Untersuchter Text:
————————

Lucht: Nein. Mögliche Risiken von neu entwickelten Pflanzen hängen mit deren Eigenschaften zusammen, nicht mit der bei der Züchtung eingesetzten Technologie. Insofern sehe ich keine grundsätzlichen Risiken von Produkten neuer genetischer Verfahren, sondern die Notwendigkeit einer Fall-zu-Fall-Beurteilung anhand der Pflanzen.
Peter: Wir bei Agroscope sehen das ähnlich. Auch bei herkömmlich gezüchteten Pflanzen müssen ja Sicherheit und Nutzen nachgewiesen werden. Wir sollten bei den mit neuen gentechnischen Methoden erzeugten Pflanzen ebenfalls primär die Sicherheit des finalen Produktes gewährleisten als auf die verwendete Methode zur Erzeugung zu schauen.
Wo sehen Sie Nachbesserungsbedarf beim Gentechnikgesetz?

————————

Gezeigte Daten:
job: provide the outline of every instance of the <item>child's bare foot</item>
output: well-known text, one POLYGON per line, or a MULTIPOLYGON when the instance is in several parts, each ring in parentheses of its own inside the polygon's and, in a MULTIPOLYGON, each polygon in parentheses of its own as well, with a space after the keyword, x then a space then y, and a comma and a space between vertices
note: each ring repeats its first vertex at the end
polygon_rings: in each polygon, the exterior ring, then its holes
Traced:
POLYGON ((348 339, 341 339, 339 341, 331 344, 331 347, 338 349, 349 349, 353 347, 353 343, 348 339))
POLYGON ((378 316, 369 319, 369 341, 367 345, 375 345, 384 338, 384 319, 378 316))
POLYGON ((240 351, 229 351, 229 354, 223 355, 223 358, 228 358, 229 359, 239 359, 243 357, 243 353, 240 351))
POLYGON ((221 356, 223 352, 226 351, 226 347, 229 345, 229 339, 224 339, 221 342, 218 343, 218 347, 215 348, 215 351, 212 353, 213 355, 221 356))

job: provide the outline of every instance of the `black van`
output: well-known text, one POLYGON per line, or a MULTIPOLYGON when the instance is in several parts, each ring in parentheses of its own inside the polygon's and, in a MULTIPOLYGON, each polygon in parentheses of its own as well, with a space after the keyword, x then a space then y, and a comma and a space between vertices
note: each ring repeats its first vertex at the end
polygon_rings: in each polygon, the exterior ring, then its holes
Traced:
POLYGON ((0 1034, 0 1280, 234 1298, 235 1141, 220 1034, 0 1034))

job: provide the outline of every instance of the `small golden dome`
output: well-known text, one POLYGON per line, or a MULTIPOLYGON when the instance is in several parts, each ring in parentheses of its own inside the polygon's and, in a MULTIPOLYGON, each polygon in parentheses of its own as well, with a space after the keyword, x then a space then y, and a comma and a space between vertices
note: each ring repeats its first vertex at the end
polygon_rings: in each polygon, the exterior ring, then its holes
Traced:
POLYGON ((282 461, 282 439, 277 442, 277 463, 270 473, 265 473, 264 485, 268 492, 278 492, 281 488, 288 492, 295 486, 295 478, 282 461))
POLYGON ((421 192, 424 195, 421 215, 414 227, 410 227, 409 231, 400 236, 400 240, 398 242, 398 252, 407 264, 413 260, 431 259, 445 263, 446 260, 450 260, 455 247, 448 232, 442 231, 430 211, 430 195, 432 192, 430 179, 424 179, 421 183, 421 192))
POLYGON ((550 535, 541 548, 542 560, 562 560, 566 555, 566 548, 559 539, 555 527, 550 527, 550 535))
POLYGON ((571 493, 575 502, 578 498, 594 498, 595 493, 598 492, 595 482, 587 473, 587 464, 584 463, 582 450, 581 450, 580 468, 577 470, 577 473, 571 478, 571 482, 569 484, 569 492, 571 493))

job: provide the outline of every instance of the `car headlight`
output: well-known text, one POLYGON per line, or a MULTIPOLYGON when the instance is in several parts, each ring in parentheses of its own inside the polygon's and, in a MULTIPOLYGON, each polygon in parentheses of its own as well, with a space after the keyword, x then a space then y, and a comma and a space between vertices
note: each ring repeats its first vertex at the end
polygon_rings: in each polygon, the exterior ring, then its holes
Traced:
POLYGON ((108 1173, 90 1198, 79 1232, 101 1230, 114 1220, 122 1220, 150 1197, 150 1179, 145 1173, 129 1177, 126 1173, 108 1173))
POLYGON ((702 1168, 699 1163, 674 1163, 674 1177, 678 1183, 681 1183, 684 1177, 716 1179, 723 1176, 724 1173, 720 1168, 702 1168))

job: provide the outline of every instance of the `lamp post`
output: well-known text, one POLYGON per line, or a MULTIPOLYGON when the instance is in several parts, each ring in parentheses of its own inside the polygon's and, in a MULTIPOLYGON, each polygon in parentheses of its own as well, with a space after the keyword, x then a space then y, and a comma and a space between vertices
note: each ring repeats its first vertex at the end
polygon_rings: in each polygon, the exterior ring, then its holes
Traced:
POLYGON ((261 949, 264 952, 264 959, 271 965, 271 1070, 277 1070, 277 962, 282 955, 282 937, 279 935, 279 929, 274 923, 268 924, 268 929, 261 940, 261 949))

————————

Anhand der Angaben:
a) Womit hängen nach Luchts Aussage im untersuchten Text mögliche Risiken von neu entwickelten Pflanzen zusammen?
b) Schreiben Sie aus dem untersuchten Text den Abschnitt ab, der mit „Lucht: Nein. Mögliche“ beginnt und mit „Erzeugung zu schauen.“ endet.

Gegebene Antworten:
a) Mit deren Eigenschaften, nicht mit der bei der Züchtung eingesetzten Technologie.

b)
Lucht: Nein. Mögliche Risiken von neu entwickelten Pflanzen hängen mit deren Eigenschaften zusammen, nicht mit der bei der Züchtung eingesetzten Technologie. Insofern sehe ich keine grundsätzlichen Risiken von Produkten neuer genetischer Verfahren, sondern die Notwendigkeit einer Fall-zu-Fall-Beurteilung anhand der Pflanzen.
Peter: Wir bei Agroscope sehen das ähnlich. Auch bei herkömmlich gezüchteten Pflanzen müssen ja Sicherheit und Nutzen nachgewiesen werden. Wir sollten bei den mit neuen gentechnischen Methoden erzeugten Pflanzen ebenfalls primär die Sicherheit des finalen Produktes gewährleisten als auf die verwendete Methode zur Erzeugung zu schauen.